Na primeira parte da entrevista com Paulo Afonso Zarth, na semana passada, o historiador nos contou sobre suas experiências como pesquisador no acervo do Arquivo Público em um momento em que seu acervo estava sendo descoberto para a história serial. Vamos conferir a sua continuação!

6) Seu trabalho também é fundante, junto a outras pesquisadoras, no estudo da história agrária. Como você avalia a constituição e a evolução desse campo de estudo da história?

Em primeiro lugar precisamos lembrar que a linha de tempo da história da humanidade é fundamentalmente rural. A hegemonia política e econômica do mundo urbano industrial é recente.

A história agrária brasileira, na concepção atual, tem suas origens no problema levantado pelas pesquisas que tratavam do papel ou da importância da pequena lavoura na historia econômica e social do Brasil colonial e imperial.

A questão em pauta era uma crítica ao domínio da história das grandes lavouras de exportação – açúcar, café, algodão – baseadas no trabalho escravizado. Como consequência emergiu a história dos camponeses, dos lavradores pobres, até então quase invisíveis na historiografia, seguindo um movimento já iniciado pela sociologia e antropologia. A história dos caboclos vem desse movimento.

----------------

-- INSTRUÇÕES DA TAREFA --
Continue o trecho acima da entrevista sobre história agrária, começando logo depois da última frase.

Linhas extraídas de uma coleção
----------------

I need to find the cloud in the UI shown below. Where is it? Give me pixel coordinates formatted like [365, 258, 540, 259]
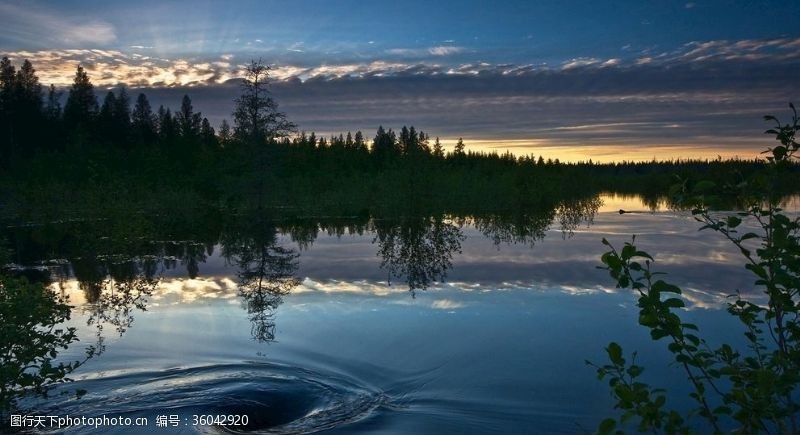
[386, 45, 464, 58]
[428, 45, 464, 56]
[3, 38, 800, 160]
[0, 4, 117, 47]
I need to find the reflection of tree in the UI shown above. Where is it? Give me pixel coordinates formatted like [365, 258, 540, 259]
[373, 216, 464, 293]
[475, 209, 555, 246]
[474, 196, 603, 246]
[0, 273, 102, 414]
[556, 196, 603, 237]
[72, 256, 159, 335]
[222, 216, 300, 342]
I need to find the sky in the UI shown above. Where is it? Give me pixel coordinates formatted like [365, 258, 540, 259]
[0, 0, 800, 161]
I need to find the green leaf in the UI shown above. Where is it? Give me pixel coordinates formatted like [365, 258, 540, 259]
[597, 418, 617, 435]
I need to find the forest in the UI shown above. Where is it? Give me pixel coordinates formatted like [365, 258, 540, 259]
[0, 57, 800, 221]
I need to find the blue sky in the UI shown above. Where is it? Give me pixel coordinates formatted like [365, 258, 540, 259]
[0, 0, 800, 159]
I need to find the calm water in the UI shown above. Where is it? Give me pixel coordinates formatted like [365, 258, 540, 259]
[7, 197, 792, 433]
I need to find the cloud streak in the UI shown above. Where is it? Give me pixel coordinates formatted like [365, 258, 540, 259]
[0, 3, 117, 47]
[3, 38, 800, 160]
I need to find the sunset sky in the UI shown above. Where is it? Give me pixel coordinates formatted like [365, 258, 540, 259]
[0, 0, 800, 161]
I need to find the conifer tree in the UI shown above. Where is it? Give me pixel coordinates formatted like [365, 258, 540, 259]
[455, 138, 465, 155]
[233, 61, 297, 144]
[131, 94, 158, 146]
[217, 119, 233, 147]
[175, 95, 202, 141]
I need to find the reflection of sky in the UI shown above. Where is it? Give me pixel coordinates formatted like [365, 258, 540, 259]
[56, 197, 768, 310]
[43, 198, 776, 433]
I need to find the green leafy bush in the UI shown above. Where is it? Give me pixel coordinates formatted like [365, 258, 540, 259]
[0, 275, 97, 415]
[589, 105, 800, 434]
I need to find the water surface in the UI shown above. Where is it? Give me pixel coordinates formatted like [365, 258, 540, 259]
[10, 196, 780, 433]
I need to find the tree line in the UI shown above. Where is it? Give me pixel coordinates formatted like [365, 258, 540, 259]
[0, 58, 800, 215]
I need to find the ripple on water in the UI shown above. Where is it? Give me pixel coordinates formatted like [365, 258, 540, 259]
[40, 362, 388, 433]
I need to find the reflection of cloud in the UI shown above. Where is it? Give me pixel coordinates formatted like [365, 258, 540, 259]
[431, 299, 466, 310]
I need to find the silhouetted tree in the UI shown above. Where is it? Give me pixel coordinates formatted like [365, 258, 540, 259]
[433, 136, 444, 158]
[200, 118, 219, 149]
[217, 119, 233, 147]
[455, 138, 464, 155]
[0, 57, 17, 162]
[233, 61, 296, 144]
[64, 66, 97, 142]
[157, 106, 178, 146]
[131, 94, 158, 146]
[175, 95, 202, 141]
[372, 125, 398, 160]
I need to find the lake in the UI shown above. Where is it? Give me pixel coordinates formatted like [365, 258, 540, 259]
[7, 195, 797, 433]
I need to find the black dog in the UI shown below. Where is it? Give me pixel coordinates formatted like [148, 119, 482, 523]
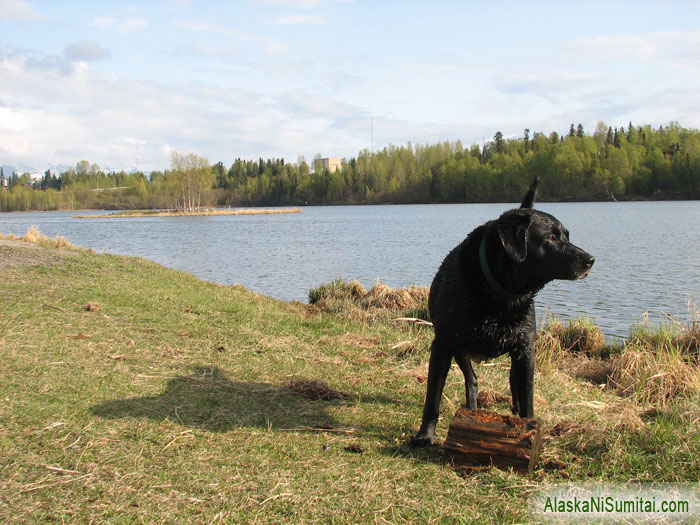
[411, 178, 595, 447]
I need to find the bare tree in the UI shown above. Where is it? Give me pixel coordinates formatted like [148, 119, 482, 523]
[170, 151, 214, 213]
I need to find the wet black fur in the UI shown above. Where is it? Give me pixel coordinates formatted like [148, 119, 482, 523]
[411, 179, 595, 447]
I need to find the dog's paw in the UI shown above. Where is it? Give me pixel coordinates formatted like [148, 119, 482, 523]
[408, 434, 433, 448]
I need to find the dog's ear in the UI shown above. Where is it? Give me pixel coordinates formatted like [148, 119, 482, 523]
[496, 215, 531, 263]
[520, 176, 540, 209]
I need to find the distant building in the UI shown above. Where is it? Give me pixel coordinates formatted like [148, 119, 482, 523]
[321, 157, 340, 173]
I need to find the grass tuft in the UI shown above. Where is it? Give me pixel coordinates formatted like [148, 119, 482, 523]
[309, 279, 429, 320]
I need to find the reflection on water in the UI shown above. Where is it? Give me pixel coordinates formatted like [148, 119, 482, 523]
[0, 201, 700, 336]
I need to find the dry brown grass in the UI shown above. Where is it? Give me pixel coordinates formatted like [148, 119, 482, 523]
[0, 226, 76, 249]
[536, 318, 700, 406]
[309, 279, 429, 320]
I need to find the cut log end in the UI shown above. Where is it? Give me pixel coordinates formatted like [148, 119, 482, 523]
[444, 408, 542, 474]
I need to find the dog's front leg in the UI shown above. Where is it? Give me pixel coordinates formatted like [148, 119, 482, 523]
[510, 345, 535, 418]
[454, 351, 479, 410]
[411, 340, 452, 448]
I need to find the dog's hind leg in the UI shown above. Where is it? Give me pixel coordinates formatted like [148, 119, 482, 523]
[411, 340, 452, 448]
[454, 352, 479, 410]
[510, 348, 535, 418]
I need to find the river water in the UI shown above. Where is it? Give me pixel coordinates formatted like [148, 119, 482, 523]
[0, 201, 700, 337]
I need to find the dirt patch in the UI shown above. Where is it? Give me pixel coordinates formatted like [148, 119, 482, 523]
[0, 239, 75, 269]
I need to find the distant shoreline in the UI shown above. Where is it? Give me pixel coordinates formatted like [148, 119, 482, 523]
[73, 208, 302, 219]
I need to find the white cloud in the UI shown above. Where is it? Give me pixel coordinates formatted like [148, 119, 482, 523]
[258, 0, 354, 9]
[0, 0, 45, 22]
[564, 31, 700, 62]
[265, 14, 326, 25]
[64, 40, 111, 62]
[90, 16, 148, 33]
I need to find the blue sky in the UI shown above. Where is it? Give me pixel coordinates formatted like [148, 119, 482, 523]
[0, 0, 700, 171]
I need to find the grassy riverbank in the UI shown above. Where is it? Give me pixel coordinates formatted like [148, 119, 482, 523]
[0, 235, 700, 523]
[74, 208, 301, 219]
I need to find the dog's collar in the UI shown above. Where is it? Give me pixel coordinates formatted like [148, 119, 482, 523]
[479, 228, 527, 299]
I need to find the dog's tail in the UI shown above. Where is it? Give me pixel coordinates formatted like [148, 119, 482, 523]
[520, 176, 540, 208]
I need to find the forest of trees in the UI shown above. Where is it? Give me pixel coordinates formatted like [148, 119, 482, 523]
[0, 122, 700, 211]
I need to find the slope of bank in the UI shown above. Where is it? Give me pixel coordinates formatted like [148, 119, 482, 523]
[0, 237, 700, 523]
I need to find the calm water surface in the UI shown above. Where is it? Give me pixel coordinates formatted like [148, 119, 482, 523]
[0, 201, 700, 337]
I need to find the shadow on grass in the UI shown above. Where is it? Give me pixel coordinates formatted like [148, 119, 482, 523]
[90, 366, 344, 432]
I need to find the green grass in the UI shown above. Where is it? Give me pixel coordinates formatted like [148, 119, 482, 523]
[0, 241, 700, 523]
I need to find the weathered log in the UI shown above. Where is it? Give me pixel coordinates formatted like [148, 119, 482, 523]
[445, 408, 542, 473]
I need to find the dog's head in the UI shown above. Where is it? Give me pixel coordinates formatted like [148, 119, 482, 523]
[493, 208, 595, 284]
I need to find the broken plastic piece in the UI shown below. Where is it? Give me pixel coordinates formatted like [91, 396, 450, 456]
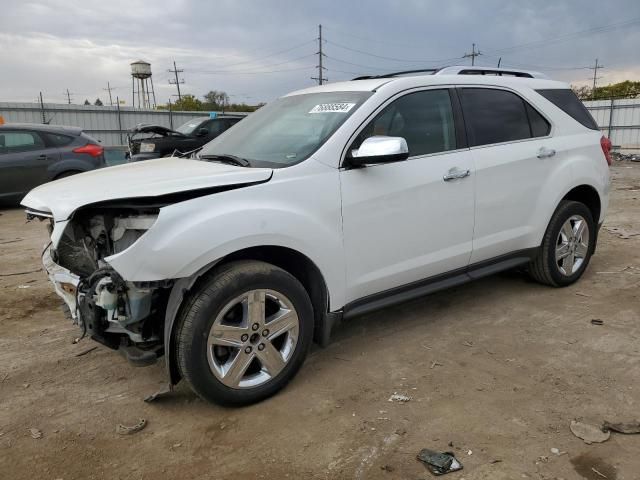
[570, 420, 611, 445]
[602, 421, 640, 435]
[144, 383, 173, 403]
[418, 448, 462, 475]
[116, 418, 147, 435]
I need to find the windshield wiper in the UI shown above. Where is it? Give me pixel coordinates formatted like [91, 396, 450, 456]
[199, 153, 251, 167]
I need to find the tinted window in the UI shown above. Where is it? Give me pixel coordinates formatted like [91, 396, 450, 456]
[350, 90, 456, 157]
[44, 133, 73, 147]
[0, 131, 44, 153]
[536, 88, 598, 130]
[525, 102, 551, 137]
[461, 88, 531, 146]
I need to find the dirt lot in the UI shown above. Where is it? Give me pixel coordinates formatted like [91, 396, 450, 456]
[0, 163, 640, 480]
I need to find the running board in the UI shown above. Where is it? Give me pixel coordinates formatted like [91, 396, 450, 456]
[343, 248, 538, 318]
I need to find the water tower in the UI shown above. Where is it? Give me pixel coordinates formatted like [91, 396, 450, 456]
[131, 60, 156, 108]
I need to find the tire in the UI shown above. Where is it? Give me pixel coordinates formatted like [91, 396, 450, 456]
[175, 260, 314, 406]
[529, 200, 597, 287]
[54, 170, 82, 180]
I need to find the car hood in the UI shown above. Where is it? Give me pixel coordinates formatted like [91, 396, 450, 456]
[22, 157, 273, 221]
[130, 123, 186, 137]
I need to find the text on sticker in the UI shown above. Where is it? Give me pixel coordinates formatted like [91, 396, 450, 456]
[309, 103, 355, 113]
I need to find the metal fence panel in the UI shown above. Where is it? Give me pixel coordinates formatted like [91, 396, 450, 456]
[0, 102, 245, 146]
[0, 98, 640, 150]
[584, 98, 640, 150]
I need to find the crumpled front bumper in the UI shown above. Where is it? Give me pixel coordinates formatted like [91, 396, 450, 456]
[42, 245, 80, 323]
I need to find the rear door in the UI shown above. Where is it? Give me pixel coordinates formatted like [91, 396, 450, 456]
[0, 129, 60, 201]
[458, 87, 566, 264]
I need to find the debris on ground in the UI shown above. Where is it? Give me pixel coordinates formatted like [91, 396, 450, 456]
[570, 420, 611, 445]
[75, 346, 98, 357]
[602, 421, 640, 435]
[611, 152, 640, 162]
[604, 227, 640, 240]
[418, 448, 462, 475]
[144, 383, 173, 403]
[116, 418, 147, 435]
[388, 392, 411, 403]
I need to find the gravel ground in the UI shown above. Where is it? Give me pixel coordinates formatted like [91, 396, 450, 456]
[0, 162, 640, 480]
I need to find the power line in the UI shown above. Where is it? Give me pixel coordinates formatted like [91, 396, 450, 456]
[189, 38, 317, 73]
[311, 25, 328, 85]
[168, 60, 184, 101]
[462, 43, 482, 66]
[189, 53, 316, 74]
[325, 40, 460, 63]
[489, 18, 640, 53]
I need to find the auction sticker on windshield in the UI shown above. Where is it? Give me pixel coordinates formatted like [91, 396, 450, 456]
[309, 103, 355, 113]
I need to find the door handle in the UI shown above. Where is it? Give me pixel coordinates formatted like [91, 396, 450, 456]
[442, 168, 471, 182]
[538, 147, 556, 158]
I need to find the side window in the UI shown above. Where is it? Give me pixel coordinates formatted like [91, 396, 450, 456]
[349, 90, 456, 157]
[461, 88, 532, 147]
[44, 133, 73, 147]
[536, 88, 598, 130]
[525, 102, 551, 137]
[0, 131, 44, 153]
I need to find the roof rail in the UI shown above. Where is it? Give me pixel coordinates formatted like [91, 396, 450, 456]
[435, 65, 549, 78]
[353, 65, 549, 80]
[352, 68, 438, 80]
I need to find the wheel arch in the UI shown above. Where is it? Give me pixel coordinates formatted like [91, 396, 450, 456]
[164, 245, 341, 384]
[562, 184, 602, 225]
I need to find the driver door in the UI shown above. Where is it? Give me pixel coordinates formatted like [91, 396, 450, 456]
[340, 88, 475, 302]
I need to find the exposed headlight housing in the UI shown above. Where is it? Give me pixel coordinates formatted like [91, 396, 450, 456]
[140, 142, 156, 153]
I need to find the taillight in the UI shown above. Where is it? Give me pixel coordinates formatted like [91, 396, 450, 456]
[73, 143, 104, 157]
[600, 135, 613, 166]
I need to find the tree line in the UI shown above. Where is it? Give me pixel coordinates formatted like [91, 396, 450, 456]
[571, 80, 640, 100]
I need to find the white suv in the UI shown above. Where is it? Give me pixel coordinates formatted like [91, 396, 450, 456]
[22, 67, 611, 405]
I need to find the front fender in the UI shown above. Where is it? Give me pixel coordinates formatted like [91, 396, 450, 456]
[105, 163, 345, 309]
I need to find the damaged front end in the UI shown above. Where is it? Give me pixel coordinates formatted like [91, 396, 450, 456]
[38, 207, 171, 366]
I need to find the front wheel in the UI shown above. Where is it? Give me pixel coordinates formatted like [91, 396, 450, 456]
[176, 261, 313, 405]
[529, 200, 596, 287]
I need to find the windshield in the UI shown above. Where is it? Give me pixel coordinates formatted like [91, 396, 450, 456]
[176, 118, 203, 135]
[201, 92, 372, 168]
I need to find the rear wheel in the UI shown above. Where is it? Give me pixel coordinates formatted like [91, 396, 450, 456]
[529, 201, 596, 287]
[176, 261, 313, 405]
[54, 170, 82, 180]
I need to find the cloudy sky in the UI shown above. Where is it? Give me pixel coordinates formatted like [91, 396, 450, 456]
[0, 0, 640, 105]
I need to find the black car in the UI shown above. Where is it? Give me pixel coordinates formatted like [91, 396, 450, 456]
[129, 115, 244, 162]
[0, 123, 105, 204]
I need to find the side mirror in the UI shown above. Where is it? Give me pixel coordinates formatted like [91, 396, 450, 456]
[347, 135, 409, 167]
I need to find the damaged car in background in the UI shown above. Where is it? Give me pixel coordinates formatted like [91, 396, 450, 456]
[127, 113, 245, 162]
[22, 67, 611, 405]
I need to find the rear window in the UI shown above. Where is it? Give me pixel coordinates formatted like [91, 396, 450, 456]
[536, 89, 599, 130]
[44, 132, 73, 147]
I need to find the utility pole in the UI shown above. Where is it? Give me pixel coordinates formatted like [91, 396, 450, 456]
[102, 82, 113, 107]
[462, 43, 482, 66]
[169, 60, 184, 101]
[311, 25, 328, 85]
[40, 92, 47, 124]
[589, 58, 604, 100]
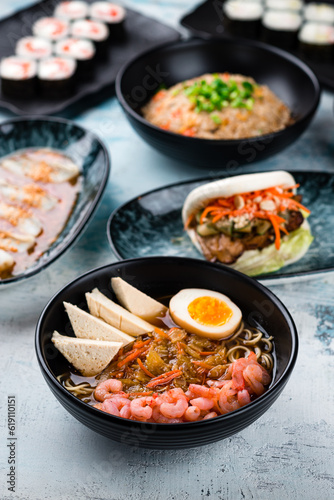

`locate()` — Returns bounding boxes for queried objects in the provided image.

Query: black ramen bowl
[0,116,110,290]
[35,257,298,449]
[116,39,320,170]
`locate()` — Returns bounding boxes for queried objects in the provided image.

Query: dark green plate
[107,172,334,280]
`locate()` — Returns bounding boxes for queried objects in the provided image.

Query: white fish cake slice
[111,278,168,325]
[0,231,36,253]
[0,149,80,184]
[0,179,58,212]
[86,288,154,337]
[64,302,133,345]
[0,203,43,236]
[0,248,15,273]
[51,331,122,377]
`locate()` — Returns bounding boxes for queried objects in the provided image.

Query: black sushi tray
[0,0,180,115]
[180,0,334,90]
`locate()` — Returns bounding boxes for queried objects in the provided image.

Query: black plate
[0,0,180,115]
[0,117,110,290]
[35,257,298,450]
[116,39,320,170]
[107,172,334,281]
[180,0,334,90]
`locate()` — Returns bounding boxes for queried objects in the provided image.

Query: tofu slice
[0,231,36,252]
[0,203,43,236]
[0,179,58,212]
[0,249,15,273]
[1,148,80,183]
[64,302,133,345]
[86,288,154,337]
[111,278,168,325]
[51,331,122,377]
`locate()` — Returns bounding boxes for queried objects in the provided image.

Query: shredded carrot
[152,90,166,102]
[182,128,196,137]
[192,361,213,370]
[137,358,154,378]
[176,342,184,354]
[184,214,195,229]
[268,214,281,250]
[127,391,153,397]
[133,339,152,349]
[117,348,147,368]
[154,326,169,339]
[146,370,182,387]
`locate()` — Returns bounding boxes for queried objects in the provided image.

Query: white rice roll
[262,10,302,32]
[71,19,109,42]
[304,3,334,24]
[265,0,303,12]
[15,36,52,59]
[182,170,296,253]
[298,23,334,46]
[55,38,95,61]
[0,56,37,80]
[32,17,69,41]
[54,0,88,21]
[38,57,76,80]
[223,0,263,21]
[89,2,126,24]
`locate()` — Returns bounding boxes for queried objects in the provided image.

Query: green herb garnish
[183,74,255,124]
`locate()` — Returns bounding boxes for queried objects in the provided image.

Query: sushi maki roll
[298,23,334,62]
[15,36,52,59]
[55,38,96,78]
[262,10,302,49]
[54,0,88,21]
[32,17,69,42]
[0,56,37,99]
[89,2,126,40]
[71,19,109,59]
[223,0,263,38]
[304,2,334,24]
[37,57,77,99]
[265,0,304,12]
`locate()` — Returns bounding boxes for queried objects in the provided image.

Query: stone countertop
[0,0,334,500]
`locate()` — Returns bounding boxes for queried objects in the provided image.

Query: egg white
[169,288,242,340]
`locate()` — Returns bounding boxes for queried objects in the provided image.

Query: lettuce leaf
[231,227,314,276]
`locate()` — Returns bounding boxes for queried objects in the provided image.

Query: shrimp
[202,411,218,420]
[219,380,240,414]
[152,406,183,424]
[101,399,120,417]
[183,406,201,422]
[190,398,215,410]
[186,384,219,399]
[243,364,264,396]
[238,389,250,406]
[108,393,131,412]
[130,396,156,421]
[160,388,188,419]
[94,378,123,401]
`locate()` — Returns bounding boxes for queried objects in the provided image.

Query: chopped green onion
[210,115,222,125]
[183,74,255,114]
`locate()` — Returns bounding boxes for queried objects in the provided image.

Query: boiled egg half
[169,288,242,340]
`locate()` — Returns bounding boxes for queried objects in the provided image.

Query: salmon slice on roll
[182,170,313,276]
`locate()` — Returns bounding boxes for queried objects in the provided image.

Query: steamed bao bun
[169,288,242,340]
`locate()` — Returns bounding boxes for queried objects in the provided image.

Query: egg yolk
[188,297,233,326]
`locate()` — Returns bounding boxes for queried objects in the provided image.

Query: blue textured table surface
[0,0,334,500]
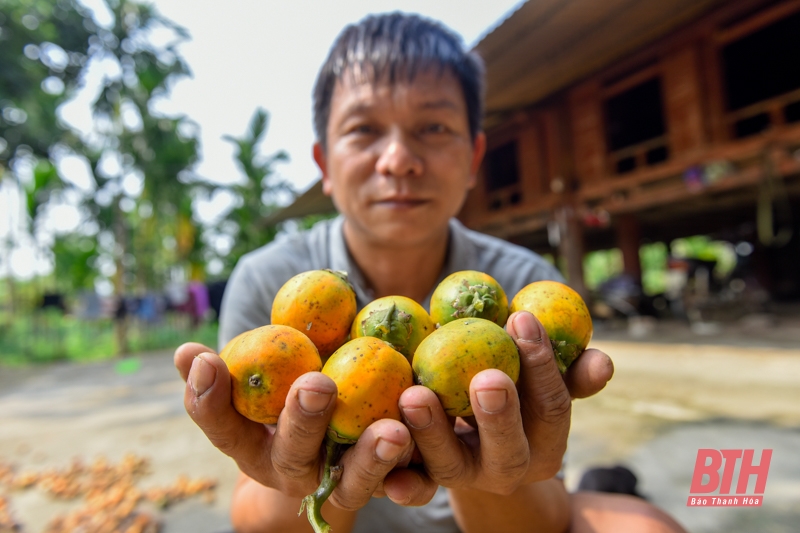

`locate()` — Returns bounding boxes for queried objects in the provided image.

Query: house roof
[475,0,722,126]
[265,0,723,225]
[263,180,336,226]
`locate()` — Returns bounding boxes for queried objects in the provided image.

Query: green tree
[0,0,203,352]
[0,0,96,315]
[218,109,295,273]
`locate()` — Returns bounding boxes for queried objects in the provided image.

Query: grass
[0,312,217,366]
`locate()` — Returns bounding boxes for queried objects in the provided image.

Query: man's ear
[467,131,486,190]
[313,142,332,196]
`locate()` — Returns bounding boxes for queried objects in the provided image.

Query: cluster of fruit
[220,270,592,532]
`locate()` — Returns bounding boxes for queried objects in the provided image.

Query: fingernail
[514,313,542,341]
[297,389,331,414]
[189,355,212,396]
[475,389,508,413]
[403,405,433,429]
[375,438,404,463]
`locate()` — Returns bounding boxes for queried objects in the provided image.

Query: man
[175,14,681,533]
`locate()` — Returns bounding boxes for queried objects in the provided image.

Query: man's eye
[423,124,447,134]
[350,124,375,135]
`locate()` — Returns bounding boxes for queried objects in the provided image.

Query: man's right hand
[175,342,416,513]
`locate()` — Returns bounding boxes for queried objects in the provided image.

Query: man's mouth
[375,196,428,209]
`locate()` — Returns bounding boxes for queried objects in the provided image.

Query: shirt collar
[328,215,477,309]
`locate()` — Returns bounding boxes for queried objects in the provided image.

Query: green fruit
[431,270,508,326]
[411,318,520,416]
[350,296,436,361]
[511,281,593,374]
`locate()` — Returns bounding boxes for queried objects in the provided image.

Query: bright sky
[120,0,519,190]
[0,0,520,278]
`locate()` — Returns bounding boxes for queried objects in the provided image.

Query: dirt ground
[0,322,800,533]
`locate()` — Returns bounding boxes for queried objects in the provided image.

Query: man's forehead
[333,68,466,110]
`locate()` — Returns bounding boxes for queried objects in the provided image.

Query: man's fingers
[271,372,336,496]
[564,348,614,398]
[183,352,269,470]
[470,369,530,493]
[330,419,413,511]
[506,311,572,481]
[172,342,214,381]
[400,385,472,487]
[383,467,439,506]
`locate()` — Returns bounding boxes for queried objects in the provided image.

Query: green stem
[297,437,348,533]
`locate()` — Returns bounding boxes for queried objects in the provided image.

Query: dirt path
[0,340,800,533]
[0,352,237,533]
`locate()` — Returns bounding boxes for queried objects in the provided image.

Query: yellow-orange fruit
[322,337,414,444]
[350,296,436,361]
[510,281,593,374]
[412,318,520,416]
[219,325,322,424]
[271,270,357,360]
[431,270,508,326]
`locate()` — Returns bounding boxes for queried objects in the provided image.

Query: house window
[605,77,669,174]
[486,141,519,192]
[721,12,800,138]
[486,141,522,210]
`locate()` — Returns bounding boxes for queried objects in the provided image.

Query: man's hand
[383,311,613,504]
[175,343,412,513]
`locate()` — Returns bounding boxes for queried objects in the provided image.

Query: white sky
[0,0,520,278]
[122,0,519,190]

----------------

-- RESULTADO DA TAREFA --
Um dos fundamentos desse movimento crítico está baseado nos trabalhos de Ciro Flamarion Cardoso e Maria Yedda Linhares, os quais orientaram centenas de novos pesquisadores desse campo historiográfico. Nas palavras de Maria Yedda Linhares, tudo começou com um programa de pesquisa apresentado em 1976 na Fundação Getúlio Vargas (RJ), com o apoio do Ministério da Agricultura, intitulado Evolução Recente e Situação Atual da Agricultura Brasileira. “O objetivo era fazer um amplo inventário de fontes nos estados do Norte e do Nordeste do Brasil, na perspectiva de levantar fontes localmente existentes, de modo a serem tratadas nos moldes da história serial” (Linhares. 1997, p.171)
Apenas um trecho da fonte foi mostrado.